• PASSAGE SHOWN:
Feel free to add your own commentary to the comments here. I've closed comments on the original post. And, as always, differing opinions and viewpoints are very much welcomed!

My initial reaction was "Wow! I get it!" and instant identification and extreme sadness.

But my next reaction was wondering what the impact might be on people who have not been abused at all. I wondered if only those of us who were abused and damaged in this way would actually "get it". Then I wondered what the person who has been not severely hurt, but had been abused, would think about this. Would they look at this and say "Hey, you're going way to far with this! I was not affected this way and I was abused!"

The goal, obviously, of the advertising is not to reach people like us who are survivors of abuse, were affected in ways depicted in the piece, and who are healing. But if it speaks only to us, then the advertising would most certainly be deemed a failure. Since I cannot see this from any other perspective but my own, I cannot judge its impact on others. Obviously the problem of child sexual abuse is a societal one and awareness needs to be raised in all areas of society for there to be any drastic changes.

To be honest, I don't really worry too much about any of that. I'm concerned, first and foremost, for myself. Because, for me, this piece hits me to the core. Most of us have seen the short film "INSiDE" which focuses on present day impact of abuse through dissociation, specifically dissociative identity disorder. I have seen many movies where kids were abused or hurting or neglected. I can't remember any having such a direct impact on me personally. And I appreciate the fact that "The Burden" makes its point in approximately one minute. I have a short attention span!

What I think the piece does very well, though, is it portrays the fact that there is an outside reality and an inner reality (or "inner child" if you will). I like also that it shows no abuse images whatsoever. This portrays only the child's reality as a child. There's a part that the outside sees, which can be quite normal. And a part that is the inner world of the child, which likely nobody sees. I understand that the long-term effects aren't part of the piece, but then I fear the power would be lessened because it would try to do too many things. I could imagine, actually, a series of follow-up commercials showing each of the long-term impacts of abuse felt in the present which consist of, perhaps, an adult with the child alongside him/her. The commercials could all keep the same theme, perhaps even the same music, but as a campaign, it could make a significant impact. My reference is the Get a Mac ads.

Point labeling examples

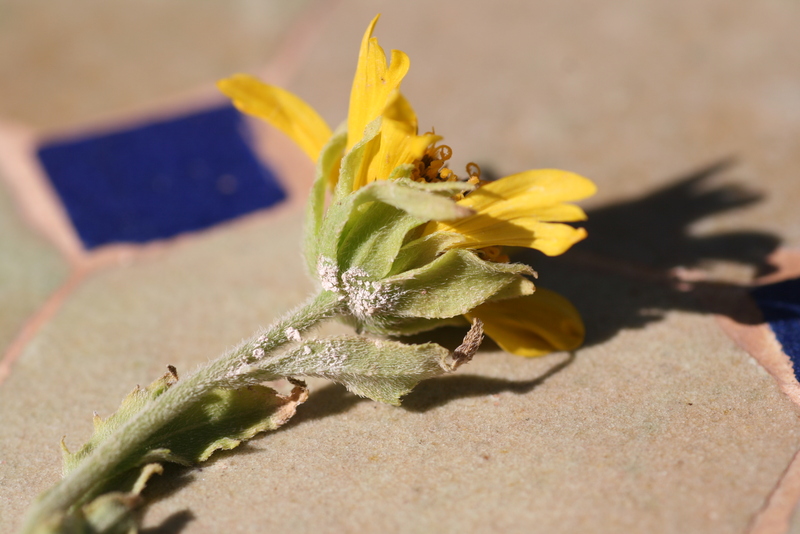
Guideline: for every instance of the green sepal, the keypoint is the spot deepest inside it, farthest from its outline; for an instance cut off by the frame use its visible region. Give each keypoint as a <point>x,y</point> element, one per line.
<point>451,285</point>
<point>423,251</point>
<point>357,211</point>
<point>372,241</point>
<point>329,157</point>
<point>415,200</point>
<point>352,161</point>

• WRITTEN TASKS:
1) According to the commentary, about how long does "The Burden" take to make its point?
2) Sum up the commentary in two sentences.
3) Reproduce word for word the part of the commentary that opens with the words containing "To be honest, I" and closes with "short attention span!".

• EXPECTED RESULTS:
1) Approximately one minute.

2) The writer, a survivor of child abuse, found the ad "The Burden" deeply moving but wondered how it would affect people who were not abused or were less severely hurt, since the ad would fail if it spoke only to survivors. The writer praises the ad for showing a child's outer and inner reality without any abuse images and suggests a follow-up campaign showing the long-term impacts of abuse, modeled on the Get a Mac ads.

3)
To be honest, I don't really worry too much about any of that. I'm concerned, first and foremost, for myself. Because, for me, this piece hits me to the core. Most of us have seen the short film "INSiDE" which focuses on present day impact of abuse through dissociation, specifically dissociative identity disorder. I have seen many movies where kids were abused or hurting or neglected. I can't remember any having such a direct impact on me personally. And I appreciate the fact that "The Burden" makes its point in approximately one minute. I have a short attention span!